RESENSI NOVEL RANAH 3 WARNA





IDENTITAS BUKU
Judul buku                  : Ranah 3 Warna
Pengarang                   : A. Fuadi
Penerbit                       : Gramedia Pustaka Utama
Tahun Terbit               : 2013
Jumlah halaman          : 472

Novel Ranah 3 Warna bercerita tentang seorang anak lulusan pondok pesantren yang mempunyai impian menuntut ilmu di Universitas ternama di Jawa Barat. Alif namanya, ia mempunyai keyakinan bahwa segala keinginan di dunia ini bila diperjuangkan dengan sungguh-sungguh apa pun itu maka akan benar terwujud. Bukan hanya sebatas kata-kata manis saja, atau sebatas kata-kata optimistis kosong belaka karena semua itu telah ia buktikan sendiri selama menempuh pendidikan di pondok. Man Jadda Wajadda. Siapa yang bersungguh-sungguh pasti akan berhasil.

## Isi Dataset
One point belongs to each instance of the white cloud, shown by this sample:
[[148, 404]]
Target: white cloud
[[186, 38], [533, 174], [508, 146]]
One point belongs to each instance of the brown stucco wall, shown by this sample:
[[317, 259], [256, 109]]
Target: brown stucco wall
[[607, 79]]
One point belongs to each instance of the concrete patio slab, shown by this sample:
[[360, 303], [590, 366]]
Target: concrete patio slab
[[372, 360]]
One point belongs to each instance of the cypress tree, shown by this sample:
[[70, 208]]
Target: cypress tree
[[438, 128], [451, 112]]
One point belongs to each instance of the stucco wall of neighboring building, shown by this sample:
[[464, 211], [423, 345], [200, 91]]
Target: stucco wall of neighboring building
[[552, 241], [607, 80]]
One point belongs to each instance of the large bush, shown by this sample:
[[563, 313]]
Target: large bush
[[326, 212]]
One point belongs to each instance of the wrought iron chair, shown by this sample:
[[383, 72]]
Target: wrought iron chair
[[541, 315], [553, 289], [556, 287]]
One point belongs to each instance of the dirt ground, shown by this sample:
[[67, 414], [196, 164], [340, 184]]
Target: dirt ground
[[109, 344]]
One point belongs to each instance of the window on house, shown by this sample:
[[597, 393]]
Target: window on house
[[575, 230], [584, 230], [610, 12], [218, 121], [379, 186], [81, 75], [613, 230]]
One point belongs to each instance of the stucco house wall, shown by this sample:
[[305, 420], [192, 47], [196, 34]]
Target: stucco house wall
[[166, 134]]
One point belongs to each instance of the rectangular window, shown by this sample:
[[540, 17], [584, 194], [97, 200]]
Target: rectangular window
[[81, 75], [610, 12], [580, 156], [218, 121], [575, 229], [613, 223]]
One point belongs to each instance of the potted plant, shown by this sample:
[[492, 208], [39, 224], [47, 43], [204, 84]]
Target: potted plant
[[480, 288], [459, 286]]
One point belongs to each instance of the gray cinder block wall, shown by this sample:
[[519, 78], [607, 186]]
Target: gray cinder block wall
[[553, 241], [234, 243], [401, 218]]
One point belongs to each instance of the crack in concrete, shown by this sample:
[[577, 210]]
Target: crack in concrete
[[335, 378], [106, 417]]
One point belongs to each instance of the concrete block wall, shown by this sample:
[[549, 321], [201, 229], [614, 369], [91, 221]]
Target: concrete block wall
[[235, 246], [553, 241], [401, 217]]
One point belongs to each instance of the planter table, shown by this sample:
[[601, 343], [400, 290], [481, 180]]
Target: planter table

## Tugas yang Dikerjakan
1. Sebutkan semua nama butir keterangan yang tercantum pada bagian identitas buku dalam teks sumber.
2. Tuliskan sebagai daftar JSON berisi string, satu string untuk setiap baris, semua baris dalam baris data mulai dari baris yang memuat "One point belongs to each instance of the concrete block" sampai dengan baris terakhir baris data, kedua ujungnya termasuk dan tanpa baris kosong.

## Jawaban Tugas
1. Judul buku, Pengarang, Penerbit, Tahun Terbit, Jumlah halaman

2.
[
  "One point belongs to each instance of the concrete block wall, shown by this sample:",
  "[[549, 321], [201, 229], [614, 369], [91, 221]]",
  "Target: concrete block wall",
  "[[235, 246], [553, 241], [401, 217]]",
  "One point belongs to each instance of the planter table, shown by this sample:",
  "[[601, 343], [400, 290], [481, 180]]",
  "Target: planter table"
]